== Extracted text ==
(begin)
March 8, 2022 | Documents

What is new?

A chain of reactions is threatening the world’s food supply. Today, the price of the most widely used fertilizer (nitrogen fertilizer) is surging, with potentially devastating effects on global crop yields. It has been estimated that over 40% of the world’s population depends on nitrogen fertilizer usage for food production. Facing these circumstances, the two largest exporters, China and Russia, stopped their exports to protect their food security, contributing to the growing concerns of other countries. In Switzerland, the Federal Office for National Economic Supply (FONES) released one-fifth of its emergency reserves on the market in December 2021 to avoid any supply shortages. The current war in Ukraine and sanctions against Russia are worsening the situation, highlighting the vulnerability of this market and the need to find solutions.

Why does it matter?
(end)
== Problem description ==
List every country named in the fertilizer supply text. Rely only on the fertilizer supply text for the answer.

== Data supplied ==
(begin)
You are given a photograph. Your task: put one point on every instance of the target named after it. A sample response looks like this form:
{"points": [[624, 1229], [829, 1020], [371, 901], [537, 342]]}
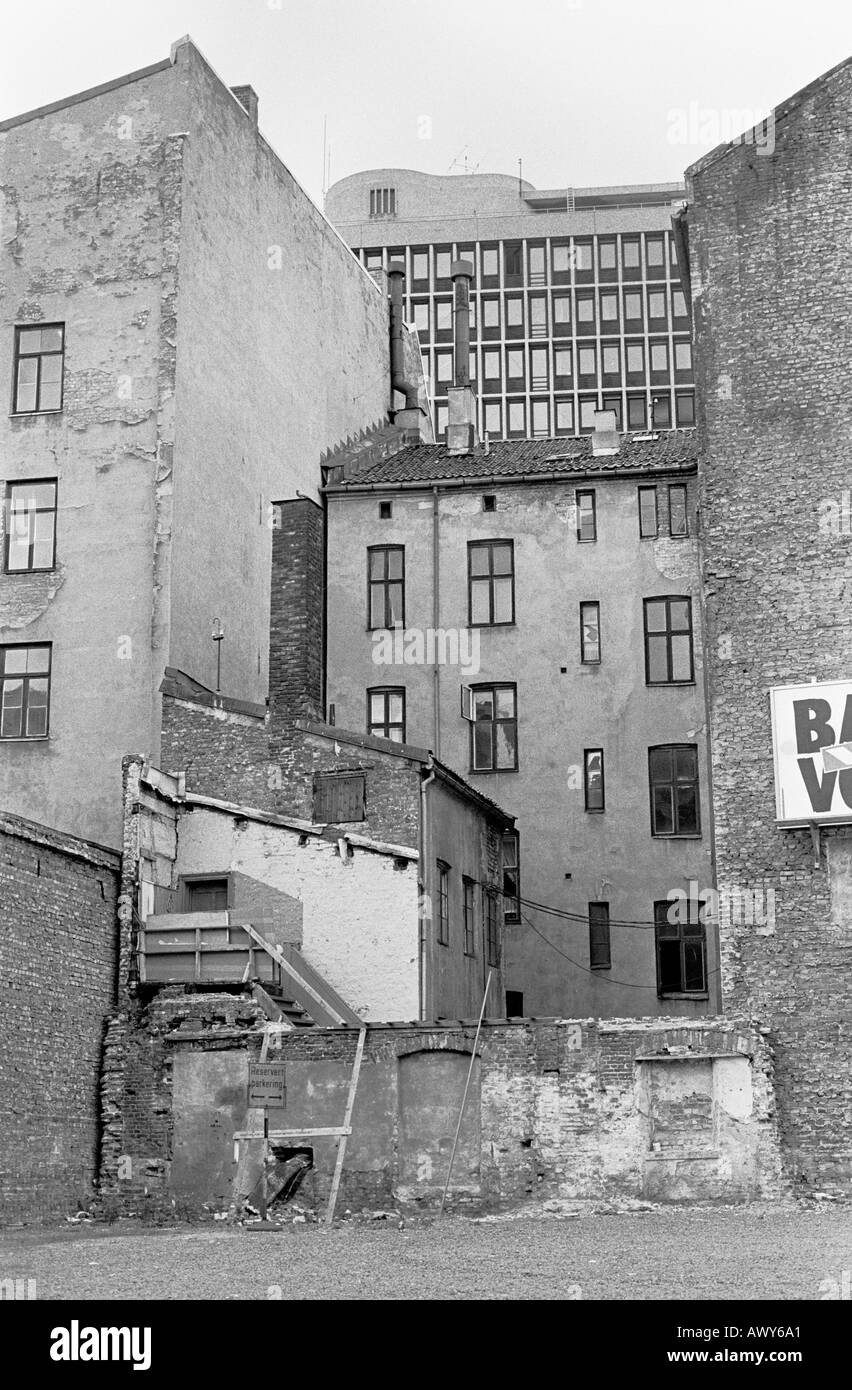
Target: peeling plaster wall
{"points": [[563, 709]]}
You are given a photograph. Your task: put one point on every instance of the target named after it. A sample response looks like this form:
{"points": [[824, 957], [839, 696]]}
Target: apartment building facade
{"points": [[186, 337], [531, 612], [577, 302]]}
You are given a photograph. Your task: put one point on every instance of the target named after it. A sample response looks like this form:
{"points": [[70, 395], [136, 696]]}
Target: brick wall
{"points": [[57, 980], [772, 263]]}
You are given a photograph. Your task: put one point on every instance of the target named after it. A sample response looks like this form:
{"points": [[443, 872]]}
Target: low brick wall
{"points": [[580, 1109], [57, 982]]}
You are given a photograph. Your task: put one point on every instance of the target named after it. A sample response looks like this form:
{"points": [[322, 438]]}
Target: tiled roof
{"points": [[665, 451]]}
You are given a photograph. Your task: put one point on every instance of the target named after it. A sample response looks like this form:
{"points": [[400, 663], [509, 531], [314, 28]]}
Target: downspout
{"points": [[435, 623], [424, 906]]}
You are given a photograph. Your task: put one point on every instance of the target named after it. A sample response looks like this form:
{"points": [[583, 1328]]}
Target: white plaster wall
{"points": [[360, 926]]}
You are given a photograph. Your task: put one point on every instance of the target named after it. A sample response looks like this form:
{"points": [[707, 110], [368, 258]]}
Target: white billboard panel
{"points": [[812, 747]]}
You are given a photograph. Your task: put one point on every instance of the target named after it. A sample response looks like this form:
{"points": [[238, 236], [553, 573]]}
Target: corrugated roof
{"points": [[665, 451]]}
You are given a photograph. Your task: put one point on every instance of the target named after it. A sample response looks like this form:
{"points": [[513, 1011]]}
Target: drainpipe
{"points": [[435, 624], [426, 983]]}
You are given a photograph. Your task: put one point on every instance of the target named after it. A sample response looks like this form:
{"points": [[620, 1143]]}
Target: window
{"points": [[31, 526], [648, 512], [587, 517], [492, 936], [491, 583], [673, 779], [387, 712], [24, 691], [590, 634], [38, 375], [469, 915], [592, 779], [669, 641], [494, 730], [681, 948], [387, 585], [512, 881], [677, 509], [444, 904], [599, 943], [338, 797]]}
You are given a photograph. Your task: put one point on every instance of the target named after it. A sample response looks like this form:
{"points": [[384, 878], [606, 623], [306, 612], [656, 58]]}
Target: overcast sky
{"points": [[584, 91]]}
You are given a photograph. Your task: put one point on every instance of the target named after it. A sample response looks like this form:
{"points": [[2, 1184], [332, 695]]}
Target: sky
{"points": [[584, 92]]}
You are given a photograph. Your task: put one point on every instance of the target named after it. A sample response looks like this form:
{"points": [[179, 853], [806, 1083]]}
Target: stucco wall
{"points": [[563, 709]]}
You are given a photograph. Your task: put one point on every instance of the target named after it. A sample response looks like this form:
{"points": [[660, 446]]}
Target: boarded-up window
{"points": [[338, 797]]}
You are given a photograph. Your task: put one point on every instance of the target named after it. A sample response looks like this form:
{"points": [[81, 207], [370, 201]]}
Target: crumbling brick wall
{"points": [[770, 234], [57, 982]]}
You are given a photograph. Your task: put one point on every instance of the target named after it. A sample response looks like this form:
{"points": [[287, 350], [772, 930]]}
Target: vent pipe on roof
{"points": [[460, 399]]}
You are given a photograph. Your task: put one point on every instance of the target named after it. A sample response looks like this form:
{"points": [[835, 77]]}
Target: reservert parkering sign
(end)
== Solved problem ==
China, Russia, Switzerland, Ukraine